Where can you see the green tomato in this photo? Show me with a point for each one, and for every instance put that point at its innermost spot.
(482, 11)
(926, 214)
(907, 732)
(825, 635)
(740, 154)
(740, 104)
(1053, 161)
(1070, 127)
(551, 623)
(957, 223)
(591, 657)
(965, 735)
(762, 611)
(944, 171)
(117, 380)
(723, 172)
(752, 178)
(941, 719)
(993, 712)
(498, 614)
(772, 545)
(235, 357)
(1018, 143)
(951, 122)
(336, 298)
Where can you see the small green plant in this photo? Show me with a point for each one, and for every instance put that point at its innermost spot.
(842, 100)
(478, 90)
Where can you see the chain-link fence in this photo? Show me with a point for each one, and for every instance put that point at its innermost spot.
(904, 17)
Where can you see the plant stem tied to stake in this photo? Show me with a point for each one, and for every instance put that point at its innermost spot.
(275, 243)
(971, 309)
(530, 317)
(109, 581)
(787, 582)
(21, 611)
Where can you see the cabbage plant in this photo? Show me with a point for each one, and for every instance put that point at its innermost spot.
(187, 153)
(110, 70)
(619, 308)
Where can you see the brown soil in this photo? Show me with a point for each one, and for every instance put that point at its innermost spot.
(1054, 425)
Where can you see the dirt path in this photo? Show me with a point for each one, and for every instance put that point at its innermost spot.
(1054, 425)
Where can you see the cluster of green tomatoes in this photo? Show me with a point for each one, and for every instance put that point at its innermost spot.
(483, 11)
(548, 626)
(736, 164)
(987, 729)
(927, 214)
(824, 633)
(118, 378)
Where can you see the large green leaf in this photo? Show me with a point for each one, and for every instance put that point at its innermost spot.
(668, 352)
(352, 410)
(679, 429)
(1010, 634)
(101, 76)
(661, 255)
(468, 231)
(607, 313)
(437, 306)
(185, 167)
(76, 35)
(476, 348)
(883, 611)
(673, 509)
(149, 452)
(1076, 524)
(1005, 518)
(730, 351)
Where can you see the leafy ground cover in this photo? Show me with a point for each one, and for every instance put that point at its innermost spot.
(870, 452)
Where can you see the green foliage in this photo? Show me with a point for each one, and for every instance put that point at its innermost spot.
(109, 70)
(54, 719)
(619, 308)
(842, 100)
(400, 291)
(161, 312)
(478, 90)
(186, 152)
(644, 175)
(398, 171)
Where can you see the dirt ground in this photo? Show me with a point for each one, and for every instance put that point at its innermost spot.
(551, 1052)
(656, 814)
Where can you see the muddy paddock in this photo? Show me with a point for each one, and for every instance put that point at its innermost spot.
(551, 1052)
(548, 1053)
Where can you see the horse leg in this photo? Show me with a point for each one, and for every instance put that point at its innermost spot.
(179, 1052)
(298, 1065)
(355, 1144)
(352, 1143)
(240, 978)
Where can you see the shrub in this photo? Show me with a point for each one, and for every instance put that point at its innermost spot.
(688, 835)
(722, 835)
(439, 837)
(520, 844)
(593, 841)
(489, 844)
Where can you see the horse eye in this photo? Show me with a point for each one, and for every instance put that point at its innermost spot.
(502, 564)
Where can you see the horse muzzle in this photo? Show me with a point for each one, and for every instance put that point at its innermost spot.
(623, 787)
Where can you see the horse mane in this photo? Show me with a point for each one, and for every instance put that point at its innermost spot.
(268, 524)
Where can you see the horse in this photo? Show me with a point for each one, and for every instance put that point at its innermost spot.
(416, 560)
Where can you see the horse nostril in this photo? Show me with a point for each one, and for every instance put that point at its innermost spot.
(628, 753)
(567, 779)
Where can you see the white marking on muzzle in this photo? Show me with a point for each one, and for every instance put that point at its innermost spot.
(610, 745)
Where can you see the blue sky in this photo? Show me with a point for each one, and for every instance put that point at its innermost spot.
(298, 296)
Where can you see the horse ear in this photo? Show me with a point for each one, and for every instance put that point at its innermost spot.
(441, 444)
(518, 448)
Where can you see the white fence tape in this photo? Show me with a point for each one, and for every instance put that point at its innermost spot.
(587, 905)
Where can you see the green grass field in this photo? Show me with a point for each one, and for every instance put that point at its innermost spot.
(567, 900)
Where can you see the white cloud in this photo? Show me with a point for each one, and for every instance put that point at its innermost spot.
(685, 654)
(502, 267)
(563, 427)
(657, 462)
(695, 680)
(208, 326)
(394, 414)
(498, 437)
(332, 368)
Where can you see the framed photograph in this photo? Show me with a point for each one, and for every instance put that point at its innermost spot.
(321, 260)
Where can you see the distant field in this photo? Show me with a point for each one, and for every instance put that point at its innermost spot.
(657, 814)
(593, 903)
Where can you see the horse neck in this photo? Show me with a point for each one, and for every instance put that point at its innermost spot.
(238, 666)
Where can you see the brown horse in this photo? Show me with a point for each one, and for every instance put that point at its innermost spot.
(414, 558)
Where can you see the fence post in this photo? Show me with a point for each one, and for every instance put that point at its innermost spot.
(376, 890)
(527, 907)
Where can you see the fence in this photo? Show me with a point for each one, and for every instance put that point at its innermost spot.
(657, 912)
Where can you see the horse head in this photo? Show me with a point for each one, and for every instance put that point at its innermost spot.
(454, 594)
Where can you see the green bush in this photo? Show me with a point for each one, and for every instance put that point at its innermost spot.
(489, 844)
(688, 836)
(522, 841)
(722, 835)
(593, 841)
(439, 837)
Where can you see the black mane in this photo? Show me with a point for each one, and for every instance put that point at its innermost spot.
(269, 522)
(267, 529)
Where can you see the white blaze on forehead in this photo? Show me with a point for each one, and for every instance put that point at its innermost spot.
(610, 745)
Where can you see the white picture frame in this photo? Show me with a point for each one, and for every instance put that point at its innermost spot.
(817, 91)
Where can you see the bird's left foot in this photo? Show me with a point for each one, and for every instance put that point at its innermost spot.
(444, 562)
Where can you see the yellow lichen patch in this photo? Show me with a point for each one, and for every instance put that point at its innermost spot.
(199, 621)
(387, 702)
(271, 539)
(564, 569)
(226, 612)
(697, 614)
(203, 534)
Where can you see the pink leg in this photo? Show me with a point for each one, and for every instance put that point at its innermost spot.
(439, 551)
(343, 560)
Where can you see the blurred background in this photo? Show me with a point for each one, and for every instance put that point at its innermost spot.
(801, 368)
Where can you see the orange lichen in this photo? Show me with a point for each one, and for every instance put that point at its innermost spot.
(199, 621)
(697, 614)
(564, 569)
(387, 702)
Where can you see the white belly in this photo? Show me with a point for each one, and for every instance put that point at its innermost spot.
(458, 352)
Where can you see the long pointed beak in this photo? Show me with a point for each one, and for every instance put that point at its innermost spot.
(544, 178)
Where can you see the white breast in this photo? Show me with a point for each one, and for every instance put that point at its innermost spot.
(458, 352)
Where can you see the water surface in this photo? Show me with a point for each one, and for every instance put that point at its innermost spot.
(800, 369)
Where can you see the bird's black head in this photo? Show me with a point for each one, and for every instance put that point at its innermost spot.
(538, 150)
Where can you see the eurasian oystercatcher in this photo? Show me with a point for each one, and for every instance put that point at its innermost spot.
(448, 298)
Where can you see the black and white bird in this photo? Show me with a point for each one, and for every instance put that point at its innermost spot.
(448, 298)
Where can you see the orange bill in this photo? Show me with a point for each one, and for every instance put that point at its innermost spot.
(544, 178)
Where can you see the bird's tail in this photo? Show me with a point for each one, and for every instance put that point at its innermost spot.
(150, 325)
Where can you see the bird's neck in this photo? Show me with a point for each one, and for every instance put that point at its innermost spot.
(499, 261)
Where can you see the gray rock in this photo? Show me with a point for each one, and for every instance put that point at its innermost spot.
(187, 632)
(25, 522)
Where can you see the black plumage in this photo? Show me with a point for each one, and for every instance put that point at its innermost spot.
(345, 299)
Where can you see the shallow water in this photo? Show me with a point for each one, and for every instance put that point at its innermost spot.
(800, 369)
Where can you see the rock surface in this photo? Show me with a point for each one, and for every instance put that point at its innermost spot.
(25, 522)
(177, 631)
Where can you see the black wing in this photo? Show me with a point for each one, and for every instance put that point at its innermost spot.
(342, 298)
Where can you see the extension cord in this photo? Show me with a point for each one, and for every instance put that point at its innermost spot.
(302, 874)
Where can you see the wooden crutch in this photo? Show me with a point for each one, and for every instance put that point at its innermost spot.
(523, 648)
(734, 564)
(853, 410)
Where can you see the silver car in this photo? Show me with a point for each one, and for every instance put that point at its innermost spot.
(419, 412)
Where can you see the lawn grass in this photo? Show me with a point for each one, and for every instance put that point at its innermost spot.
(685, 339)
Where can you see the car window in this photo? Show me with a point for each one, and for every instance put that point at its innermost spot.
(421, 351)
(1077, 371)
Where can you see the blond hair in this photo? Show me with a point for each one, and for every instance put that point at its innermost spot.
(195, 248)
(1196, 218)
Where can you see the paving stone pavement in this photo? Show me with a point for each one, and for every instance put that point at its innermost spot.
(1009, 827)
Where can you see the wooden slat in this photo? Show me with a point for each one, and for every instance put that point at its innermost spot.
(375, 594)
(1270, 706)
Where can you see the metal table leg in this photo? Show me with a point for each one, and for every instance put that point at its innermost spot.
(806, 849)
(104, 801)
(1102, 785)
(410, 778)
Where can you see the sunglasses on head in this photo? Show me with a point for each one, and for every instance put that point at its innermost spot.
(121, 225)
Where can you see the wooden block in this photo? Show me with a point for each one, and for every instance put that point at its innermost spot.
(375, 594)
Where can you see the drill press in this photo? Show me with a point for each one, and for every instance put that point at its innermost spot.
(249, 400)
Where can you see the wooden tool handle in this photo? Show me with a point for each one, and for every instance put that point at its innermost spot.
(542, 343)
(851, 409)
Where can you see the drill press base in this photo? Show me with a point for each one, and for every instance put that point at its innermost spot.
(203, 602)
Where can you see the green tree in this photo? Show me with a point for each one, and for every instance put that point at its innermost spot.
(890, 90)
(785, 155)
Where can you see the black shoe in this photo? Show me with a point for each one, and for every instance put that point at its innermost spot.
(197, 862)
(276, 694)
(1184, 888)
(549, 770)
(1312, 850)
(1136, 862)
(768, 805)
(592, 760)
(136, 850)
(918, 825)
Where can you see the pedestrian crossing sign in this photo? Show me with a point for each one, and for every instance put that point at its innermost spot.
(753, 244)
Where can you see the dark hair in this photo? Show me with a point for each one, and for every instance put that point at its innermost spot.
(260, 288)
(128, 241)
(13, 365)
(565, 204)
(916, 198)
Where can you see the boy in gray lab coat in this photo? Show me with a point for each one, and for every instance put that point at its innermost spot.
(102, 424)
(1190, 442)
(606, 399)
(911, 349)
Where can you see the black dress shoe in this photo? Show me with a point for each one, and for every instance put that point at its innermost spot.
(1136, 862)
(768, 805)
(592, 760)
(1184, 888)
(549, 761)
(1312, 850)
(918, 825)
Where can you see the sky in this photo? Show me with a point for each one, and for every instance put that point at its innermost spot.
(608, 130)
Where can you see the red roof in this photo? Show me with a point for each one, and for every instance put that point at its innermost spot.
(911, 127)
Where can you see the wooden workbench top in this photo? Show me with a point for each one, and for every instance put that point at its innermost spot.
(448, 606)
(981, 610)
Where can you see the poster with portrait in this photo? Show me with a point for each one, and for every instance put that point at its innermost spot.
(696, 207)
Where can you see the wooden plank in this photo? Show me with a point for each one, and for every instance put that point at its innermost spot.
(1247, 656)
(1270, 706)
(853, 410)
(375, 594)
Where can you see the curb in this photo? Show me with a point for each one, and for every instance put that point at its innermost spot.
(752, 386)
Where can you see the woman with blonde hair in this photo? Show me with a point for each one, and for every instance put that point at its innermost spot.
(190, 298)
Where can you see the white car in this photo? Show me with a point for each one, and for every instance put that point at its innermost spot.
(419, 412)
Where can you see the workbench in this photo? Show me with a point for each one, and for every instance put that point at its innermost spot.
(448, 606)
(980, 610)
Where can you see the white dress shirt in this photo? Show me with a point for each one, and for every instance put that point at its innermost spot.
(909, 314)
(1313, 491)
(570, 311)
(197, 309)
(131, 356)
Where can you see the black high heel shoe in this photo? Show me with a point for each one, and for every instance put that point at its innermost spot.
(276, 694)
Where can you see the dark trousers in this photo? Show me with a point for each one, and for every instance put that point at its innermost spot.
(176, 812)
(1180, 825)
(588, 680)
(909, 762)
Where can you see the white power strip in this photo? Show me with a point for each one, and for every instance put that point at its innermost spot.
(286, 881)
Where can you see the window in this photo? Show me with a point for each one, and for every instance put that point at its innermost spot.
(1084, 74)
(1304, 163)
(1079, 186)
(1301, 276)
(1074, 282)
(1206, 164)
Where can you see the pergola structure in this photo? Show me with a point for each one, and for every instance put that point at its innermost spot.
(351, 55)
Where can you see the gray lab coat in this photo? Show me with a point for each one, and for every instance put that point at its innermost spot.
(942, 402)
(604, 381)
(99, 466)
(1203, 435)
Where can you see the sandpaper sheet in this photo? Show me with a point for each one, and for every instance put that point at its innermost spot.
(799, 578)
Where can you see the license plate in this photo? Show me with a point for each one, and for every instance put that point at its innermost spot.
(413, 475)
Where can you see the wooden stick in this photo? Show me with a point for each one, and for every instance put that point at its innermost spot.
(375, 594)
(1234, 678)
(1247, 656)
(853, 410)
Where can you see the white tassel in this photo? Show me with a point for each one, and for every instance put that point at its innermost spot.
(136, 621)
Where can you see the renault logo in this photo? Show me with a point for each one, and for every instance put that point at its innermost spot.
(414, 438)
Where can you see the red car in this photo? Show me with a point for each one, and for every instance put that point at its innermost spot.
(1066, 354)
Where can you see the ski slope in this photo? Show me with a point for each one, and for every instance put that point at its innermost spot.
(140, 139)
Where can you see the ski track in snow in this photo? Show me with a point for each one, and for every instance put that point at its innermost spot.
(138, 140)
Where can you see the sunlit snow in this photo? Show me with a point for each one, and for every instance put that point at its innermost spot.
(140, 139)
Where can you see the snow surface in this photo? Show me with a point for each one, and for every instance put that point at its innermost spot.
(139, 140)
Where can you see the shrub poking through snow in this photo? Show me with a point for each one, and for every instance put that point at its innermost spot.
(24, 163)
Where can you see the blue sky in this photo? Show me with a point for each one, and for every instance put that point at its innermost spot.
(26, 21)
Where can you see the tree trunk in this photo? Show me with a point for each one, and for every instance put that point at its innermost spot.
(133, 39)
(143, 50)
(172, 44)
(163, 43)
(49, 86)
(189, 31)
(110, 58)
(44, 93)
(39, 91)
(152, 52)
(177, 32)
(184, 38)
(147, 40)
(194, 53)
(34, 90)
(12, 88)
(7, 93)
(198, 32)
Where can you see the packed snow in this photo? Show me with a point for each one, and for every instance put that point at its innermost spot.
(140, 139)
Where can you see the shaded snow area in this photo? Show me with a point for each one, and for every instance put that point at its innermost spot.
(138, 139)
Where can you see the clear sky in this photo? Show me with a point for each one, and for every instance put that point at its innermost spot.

(WHAT THE TASK REQUIRES): Give again only the lines of the material above that run from the one with "Where can you see the red car" through the end, both included, exactly as they appear.

(FINAL ANSWER):
Where can you see the red car in this photo? Show me with a point for each one, and for every instance put that point at its innermost spot.
(1066, 354)
Where can you see the ski slope in this photo? Show me with a point for each one, and for every instance put that point at its innermost spot.
(140, 139)
Where can you see the ski track in snow in this photo? Show me with a point for each one, and for every instance put that point at its innermost spot.
(138, 140)
Where can you see the sunlit snow in this photo? Show me with a point for each one, and for every instance put that point at its innermost spot.
(140, 139)
Where can you see the snow surface in this photo? Show me with a point for each one, and for every instance put that point at its innermost spot.
(139, 140)
Where can you see the shrub poking through snow in this photo? Show me with a point for each one, and for every instance put that point at its innermost spot.
(24, 163)
Where can you see the blue sky in this photo? Show me with a point for each one, and for every instance put that point at its innermost spot.
(26, 21)
Where can you see the tree trunk in this photo? Show me with a point for each one, and for every instance put that point at its innermost spot.
(133, 39)
(143, 50)
(172, 44)
(163, 43)
(49, 86)
(189, 31)
(110, 58)
(44, 93)
(39, 91)
(152, 52)
(177, 32)
(184, 38)
(147, 40)
(194, 53)
(34, 90)
(12, 88)
(7, 93)
(198, 32)
Where can you see the packed snow in this photo? Show me with a point for each one, and for every instance put that point at its innermost spot.
(140, 139)
Where can you see the shaded snow area in this photo? Show me with a point for each one, and for every instance put that point at its innermost spot.
(138, 139)
Where can you see the clear sky in this photo? Show me with a point for each one, and for every instance put that point at its innermost spot.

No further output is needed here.